YOUR GOAL
The entries below are to be transcribed in full, without their images.

DATA FOR THIS TASK
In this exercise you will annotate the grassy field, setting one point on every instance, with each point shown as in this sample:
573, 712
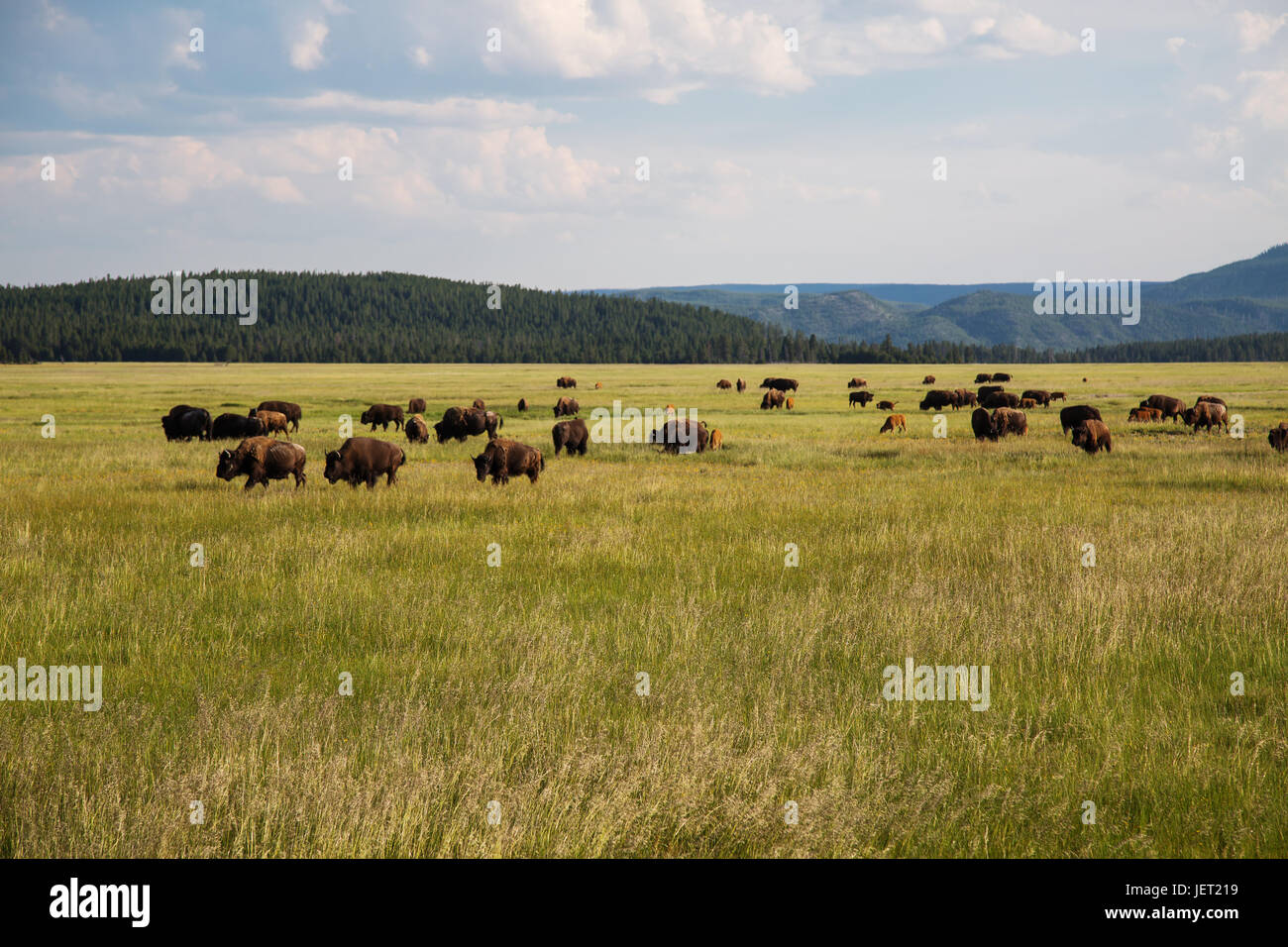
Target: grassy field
516, 684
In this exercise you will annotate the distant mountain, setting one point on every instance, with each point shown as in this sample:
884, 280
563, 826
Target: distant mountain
1240, 298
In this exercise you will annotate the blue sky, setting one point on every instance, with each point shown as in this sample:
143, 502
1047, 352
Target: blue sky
767, 163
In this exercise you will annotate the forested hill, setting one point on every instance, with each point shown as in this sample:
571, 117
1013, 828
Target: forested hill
376, 317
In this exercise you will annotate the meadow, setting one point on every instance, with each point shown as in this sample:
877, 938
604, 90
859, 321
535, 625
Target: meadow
518, 684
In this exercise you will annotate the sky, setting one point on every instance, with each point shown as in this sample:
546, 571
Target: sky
505, 141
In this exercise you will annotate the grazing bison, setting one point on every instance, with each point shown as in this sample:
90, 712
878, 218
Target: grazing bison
463, 423
228, 427
1171, 407
287, 407
503, 459
184, 423
572, 434
273, 421
936, 399
1074, 415
1093, 436
1010, 421
682, 436
894, 423
382, 415
416, 429
262, 459
365, 460
1001, 399
983, 425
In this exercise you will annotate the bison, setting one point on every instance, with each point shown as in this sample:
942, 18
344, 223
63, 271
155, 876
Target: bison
228, 427
1074, 415
416, 429
1093, 436
382, 415
365, 460
572, 434
262, 459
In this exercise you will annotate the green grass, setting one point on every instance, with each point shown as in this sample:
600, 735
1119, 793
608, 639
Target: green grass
518, 684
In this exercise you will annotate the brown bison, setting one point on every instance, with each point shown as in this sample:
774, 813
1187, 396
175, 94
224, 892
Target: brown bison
1093, 436
287, 407
463, 423
682, 436
416, 431
503, 459
572, 434
983, 425
382, 415
1171, 407
365, 460
1074, 415
1010, 421
262, 459
273, 421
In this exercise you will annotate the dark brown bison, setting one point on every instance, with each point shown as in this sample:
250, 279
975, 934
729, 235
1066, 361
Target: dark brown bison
503, 459
682, 436
230, 427
572, 434
1171, 407
416, 429
1074, 415
184, 423
382, 415
1010, 421
1001, 399
262, 459
983, 425
365, 460
273, 421
1093, 436
936, 399
463, 423
287, 407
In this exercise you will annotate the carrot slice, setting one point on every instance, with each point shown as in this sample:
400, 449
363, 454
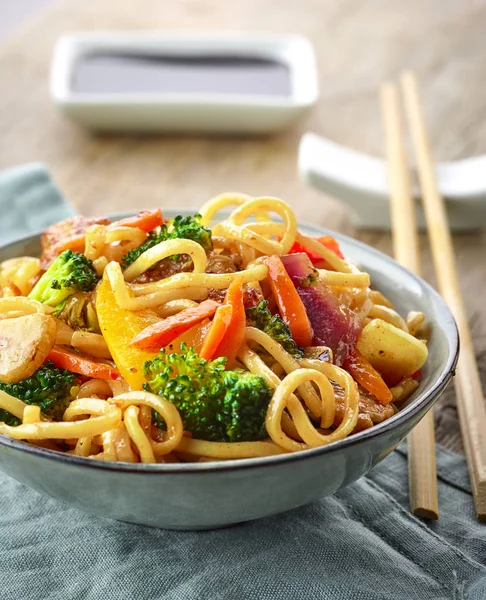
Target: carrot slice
64, 359
368, 377
146, 220
288, 301
219, 326
235, 333
167, 330
326, 240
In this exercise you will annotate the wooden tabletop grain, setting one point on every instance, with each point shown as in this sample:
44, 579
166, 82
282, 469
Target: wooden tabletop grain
358, 45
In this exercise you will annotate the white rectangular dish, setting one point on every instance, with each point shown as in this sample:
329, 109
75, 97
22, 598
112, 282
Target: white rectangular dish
145, 66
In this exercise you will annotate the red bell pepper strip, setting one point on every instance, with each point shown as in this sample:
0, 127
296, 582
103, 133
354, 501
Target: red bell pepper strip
146, 220
154, 337
289, 304
64, 359
218, 329
368, 377
235, 334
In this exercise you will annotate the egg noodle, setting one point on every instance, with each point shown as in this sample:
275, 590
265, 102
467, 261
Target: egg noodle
313, 401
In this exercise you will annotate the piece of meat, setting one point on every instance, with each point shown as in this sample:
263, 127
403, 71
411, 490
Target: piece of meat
56, 236
370, 413
166, 268
221, 263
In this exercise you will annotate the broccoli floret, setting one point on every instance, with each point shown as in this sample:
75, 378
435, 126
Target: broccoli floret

WRITTEN SOLUTION
In this exercise you will annotate the grassy field, setting one point on every instance, with each point shown as in this sample:
573, 712
Target: grassy field
516, 684
In this exercise you will annotate the distant mountain, setting one point on every instance, with each point shown as in this sample:
884, 280
563, 826
Target: distant mountain
1240, 298
In this exercise you will annotate the blue sky, setting one point on every instance, with each point shown as in this sample:
143, 502
1047, 352
Target: blue sky
767, 163
In this exercise you will annotate the forested hill, setting one point on every instance, with each point shown as in this sample:
571, 117
1013, 828
Target: forested hill
376, 317
In this exercise you will annotate the meadow, setting one point on every instance, with each point shown as in this sample:
877, 938
604, 90
859, 321
535, 625
Target: meadow
518, 684
In this exercise you will annotate the sky, setting one point on every instance, with each point shown as in this sample:
546, 571
Target: sky
505, 141
In this exercise you will annotate the grazing bison, setting one point on every instance, with each point shown as in this sample:
90, 712
878, 218
Target: grazing bison
463, 423
228, 427
1171, 407
287, 407
503, 459
184, 423
572, 434
273, 421
936, 399
1074, 415
1093, 436
1010, 421
682, 436
894, 423
382, 415
416, 429
262, 459
365, 460
1001, 399
983, 425
In this exercise you will annotate the bison, setting one point on every instance, with each point shown as in this sample:
942, 18
344, 223
63, 271
155, 876
Target: bison
228, 427
1074, 415
416, 429
1093, 436
382, 415
365, 460
572, 434
262, 459
In this exercise you will annotate the green grass, setting one point on every instance, with each point shown as in this sample:
600, 735
1119, 793
608, 639
Target: green grass
518, 684
In this exercise you will annotate the brown bison, setting one point on every instance, with each point shown as in this sample:
774, 813
1187, 396
175, 94
224, 892
Target: brown bison
1093, 436
287, 407
463, 423
682, 436
416, 431
503, 459
572, 434
983, 425
382, 415
1171, 407
365, 460
1074, 415
1010, 421
262, 459
273, 421
In this exercise you will annotate the dark brown bison, setting one point on every instance, with each point shown as in this sample:
250, 279
975, 934
729, 235
1066, 361
Target: dark brown bison
503, 459
682, 436
230, 427
572, 434
1171, 407
416, 429
1074, 415
184, 423
382, 415
1010, 421
1001, 399
262, 459
983, 425
365, 460
273, 421
1093, 436
936, 399
463, 423
287, 407
In this exercise you will annotate the carrot slice, setting one point on every instance, with each point shown as in this sample:
400, 449
363, 454
Target: carrot slice
64, 359
368, 377
146, 220
288, 301
219, 326
235, 333
167, 330
326, 240
In this exercise you will annotate the wooden tabletop grain, setting one point on every instance, with each point shown as in this sample:
44, 579
166, 82
282, 469
Target: wooden tabletop grain
358, 45
In this exercise you will annotate the white rectangular dish, setting one point on every instance, with each point shown as in this sample:
329, 109
75, 97
22, 598
112, 282
Target: white rectangular dish
145, 66
In this exercise you will annotate the red bell pepper strip, setting one point on every instance, with each point shown as in this sample:
0, 127
296, 582
103, 133
354, 501
Target: red bell pepper strip
146, 220
154, 337
289, 304
64, 359
218, 329
368, 377
235, 334
In this exercise you will annotate the egg noodle, setting one point on every instance, with each point shown as in this sample:
275, 590
265, 102
467, 261
Target: egg noodle
313, 401
In this exercise you will annotate the piece of meat, setting one point on every instance, with each point shown as in this sample:
263, 127
403, 71
411, 490
Target: piece of meat
56, 236
370, 413
166, 268
221, 263
In this exercise you will annotate the broccoli floret, setting one point on every instance, with each point shown as in this sample:
75, 378
435, 126
Target: broccoli floret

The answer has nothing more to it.